Below are records; reproduce exactly the lines from the one containing "of the coconut" through the end, both included, and only those.

Data to use —
———

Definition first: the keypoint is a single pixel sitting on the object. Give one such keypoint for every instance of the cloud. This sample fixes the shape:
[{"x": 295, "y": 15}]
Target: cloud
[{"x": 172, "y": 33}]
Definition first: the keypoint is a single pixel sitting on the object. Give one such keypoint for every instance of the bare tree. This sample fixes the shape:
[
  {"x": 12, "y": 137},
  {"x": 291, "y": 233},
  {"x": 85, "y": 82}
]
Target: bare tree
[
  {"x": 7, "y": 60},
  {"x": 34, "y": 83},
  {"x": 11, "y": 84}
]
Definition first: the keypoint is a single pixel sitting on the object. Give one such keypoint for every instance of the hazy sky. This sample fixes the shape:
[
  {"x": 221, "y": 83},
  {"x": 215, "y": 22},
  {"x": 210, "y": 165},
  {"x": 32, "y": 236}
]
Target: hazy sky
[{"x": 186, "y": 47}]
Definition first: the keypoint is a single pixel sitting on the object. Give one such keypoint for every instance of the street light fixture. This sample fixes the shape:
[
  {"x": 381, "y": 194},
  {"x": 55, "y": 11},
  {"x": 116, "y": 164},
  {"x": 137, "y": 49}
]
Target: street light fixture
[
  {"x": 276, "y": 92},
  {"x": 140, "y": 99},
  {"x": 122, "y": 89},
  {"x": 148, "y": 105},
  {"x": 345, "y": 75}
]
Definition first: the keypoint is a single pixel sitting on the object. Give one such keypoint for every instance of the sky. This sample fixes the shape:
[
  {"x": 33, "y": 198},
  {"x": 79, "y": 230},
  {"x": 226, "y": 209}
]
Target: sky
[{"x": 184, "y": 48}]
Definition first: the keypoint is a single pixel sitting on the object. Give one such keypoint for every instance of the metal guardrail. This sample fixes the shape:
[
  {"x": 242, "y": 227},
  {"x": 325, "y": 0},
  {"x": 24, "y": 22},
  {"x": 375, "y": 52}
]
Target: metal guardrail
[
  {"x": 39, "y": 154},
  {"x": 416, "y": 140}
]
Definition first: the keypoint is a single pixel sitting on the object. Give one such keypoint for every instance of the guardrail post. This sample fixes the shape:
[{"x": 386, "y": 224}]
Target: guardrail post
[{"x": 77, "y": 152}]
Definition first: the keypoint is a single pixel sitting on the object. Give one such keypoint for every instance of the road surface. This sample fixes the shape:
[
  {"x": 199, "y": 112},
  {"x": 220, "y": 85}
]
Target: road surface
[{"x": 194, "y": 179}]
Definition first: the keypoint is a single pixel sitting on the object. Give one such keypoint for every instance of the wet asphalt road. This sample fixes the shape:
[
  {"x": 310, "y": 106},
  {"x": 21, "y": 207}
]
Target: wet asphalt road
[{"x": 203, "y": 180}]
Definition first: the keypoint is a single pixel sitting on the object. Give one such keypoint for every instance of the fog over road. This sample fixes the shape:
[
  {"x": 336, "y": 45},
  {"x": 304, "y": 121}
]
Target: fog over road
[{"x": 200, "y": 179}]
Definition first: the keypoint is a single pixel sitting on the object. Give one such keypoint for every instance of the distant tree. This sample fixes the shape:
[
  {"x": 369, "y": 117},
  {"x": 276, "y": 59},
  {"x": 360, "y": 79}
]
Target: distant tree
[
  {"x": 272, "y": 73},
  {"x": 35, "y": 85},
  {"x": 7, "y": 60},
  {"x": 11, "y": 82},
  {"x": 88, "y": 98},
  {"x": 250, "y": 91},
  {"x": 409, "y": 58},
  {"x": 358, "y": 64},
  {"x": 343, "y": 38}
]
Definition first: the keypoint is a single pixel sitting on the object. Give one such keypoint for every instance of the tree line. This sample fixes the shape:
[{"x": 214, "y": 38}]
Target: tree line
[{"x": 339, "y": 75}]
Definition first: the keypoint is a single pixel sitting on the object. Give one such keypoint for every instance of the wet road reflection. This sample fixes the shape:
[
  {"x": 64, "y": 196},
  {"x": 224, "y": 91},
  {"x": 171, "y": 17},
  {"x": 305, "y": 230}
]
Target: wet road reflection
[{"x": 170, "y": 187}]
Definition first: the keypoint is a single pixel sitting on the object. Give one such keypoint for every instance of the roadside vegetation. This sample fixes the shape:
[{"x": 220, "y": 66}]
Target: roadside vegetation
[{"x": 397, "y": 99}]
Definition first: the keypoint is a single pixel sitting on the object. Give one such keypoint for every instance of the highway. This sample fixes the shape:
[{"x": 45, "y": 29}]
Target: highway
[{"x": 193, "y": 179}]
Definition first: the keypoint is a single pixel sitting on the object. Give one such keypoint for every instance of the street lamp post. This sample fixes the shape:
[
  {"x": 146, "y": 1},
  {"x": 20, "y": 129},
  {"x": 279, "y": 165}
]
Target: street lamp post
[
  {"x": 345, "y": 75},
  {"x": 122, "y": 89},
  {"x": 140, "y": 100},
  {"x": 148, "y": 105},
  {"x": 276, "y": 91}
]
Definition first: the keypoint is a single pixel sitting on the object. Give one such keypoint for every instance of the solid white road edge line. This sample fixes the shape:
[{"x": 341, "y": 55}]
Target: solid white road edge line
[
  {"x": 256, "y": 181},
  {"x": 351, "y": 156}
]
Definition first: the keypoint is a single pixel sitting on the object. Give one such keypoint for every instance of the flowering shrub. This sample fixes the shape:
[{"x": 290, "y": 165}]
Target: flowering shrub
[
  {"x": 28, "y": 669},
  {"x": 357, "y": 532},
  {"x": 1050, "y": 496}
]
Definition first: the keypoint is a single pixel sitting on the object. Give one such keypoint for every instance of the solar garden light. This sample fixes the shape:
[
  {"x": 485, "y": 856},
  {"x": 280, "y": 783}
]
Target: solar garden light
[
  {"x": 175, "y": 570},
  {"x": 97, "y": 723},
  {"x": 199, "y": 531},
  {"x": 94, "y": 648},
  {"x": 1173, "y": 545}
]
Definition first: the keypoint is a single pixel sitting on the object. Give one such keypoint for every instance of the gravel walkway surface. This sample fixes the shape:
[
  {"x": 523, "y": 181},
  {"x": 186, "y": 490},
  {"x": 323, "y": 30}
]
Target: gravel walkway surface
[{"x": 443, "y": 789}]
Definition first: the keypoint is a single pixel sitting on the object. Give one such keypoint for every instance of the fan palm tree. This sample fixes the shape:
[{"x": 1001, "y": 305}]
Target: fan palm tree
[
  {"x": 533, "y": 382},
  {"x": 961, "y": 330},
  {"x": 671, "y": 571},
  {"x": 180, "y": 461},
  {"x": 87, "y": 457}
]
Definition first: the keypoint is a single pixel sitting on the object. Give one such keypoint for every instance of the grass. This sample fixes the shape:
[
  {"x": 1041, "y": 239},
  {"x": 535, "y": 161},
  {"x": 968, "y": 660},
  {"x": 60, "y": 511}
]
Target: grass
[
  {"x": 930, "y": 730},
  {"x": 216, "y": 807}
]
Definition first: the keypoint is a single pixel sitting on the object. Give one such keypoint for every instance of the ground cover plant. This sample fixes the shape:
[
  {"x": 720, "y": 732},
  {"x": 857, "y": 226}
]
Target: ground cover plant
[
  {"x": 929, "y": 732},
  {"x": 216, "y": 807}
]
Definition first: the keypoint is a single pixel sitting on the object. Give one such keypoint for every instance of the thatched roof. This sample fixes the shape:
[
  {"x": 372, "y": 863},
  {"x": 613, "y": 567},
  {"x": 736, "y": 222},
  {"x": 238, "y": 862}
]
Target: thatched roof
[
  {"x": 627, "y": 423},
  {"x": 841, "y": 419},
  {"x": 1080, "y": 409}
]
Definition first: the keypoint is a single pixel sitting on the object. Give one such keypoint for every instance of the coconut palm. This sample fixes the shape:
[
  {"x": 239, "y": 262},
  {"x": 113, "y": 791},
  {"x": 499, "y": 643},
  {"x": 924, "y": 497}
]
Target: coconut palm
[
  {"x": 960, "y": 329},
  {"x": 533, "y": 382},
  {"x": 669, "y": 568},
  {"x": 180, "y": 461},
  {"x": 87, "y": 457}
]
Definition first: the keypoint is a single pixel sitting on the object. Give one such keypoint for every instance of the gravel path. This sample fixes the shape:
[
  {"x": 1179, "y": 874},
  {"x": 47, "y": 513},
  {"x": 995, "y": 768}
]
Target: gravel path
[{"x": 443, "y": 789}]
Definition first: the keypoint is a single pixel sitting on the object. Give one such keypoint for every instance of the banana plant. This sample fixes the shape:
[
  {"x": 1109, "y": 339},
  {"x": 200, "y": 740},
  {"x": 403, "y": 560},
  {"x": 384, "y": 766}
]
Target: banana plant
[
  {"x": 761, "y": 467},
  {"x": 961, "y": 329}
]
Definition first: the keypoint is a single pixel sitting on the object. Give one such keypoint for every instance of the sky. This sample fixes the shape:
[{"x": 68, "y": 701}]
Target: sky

———

Answer to the problem —
Definition first: the keypoint is a single pixel sitting on the object. Give one such keypoint for every instance of the coconut palm. This sample fixes the shape:
[
  {"x": 239, "y": 262},
  {"x": 113, "y": 791},
  {"x": 499, "y": 643},
  {"x": 924, "y": 497}
]
Target: coconut palm
[
  {"x": 960, "y": 329},
  {"x": 533, "y": 382},
  {"x": 669, "y": 568},
  {"x": 180, "y": 461},
  {"x": 87, "y": 457}
]
Definition first: the keypoint is a single pixel sitting on the object. Give one such keypoint for every instance of the gravel path. This sample fixes the shape:
[
  {"x": 1179, "y": 874},
  {"x": 47, "y": 513},
  {"x": 995, "y": 768}
]
Target: gravel path
[{"x": 443, "y": 789}]
Definition first: the keypoint is a single pixel sitting on the object. Give one such keypoint for every instance of the banana plant. This sample fixes the shape:
[
  {"x": 1109, "y": 339},
  {"x": 200, "y": 740},
  {"x": 403, "y": 560},
  {"x": 384, "y": 766}
]
Target: banana plant
[
  {"x": 761, "y": 467},
  {"x": 961, "y": 329}
]
Definition first: the keypoint is a single pixel sitting on the object. Give one such keypoint for every instance of the sky. This sample fixes the shape:
[{"x": 68, "y": 701}]
Target: sky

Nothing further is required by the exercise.